**Exercise task**. Echo the listing below line for line, with no changes.

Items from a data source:
• • • • • • •

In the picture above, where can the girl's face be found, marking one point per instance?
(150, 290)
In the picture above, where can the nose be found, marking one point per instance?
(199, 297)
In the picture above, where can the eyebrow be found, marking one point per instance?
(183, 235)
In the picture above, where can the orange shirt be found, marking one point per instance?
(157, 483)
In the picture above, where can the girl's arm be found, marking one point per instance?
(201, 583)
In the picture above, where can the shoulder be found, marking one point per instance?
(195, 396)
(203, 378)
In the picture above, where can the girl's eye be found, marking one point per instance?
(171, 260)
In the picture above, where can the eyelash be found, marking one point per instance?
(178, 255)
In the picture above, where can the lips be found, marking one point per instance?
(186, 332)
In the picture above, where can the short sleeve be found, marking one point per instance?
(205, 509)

• • • • • • •

**Solution**.
In the picture above, where can the girl's face be found, marking one point per instance?
(150, 290)
In the picture above, where can the nose be found, marking one point per instance?
(199, 297)
In the picture above, where can the eyebrow be found, marking one point per instance?
(183, 235)
In the picture above, where can the orange shirt be found, marking one point per instance?
(157, 483)
In the picture above, where can the girl's arm be found, marking one point per instance?
(201, 583)
In the picture above, where can the shoulder be found, marking one point per instance?
(195, 396)
(203, 378)
In the picture above, where can the girl's eye be found, marking one point per instance?
(171, 260)
In the picture above, where can the eyelash be found, marking one point per instance?
(178, 255)
In the picture above, where can the lips be found, marking one point per instance?
(186, 332)
In the picture above, where can the short sleeve be found, marking one point per instance?
(205, 509)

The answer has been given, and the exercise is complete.